━━ Text shown ━━
Budget update forecasts unemployment falling to 4.25% by mid-2023
Thursday’s budget update will forecast one million jobs will be created over the next four years and unemployment will fall to 4.25% by June 2023.
In an upbeat economic assessment, the Mid-Year Economic and Fiscal Outlook will estimate that more than 13.8 million people will be employed by June 2025. This is 150,000 more people employed across the economy than the May budget estimated.
Unemployment – 5.2% in October – is forecast to be 4.5% in the June quarter next year. The 2023 June quarter 4.25% level would be the lowest since September 2008.
Strong employment growth is expected to see the employment to population ratio reach a record high of 63.1% by the September 2022 quarter, compared to 61.5% when the Coalition was elected.
The update will show a reduced deficit figure compared to the $342 billion across the forward estimates that was forecast in the budget.
But the government this week leaked details of a blow out in the cost of the National Disability Insurance Scheme to counter the suggestion by Deloitte Access Economics that the deficit figure could have improved by more than $100 billion.
One feature of prime interest in the update will be the amount set aside for decisions taken but not yet announced, which will be the government’s war chest for the run up to the election, to be held by May.
Among the election sweeteners, tax cuts are expected to be provided for low and middle income earners.
The government has a budget scheduled for March 29, for a May election. But the option of going to the polls in March also remains open.
━━━
━━ Data listing ━━
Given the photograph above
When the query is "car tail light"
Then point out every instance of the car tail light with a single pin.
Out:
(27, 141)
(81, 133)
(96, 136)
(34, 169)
━━━
> **Required task**: Copy the budget update article word for word, from its headline through its last sentence.

> **Final result**:
Budget update forecasts unemployment falling to 4.25% by mid-2023
Thursday’s budget update will forecast one million jobs will be created over the next four years and unemployment will fall to 4.25% by June 2023.
In an upbeat economic assessment, the Mid-Year Economic and Fiscal Outlook will estimate that more than 13.8 million people will be employed by June 2025. This is 150,000 more people employed across the economy than the May budget estimated.
Unemployment – 5.2% in October – is forecast to be 4.5% in the June quarter next year. The 2023 June quarter 4.25% level would be the lowest since September 2008.
Strong employment growth is expected to see the employment to population ratio reach a record high of 63.1% by the September 2022 quarter, compared to 61.5% when the Coalition was elected.
The update will show a reduced deficit figure compared to the $342 billion across the forward estimates that was forecast in the budget.
But the government this week leaked details of a blow out in the cost of the National Disability Insurance Scheme to counter the suggestion by Deloitte Access Economics that the deficit figure could have improved by more than $100 billion.
One feature of prime interest in the update will be the amount set aside for decisions taken but not yet announced, which will be the government’s war chest for the run up to the election, to be held by May.
Among the election sweeteners, tax cuts are expected to be provided for low and middle income earners.
The government has a budget scheduled for March 29, for a May election. But the option of going to the polls in March also remains open.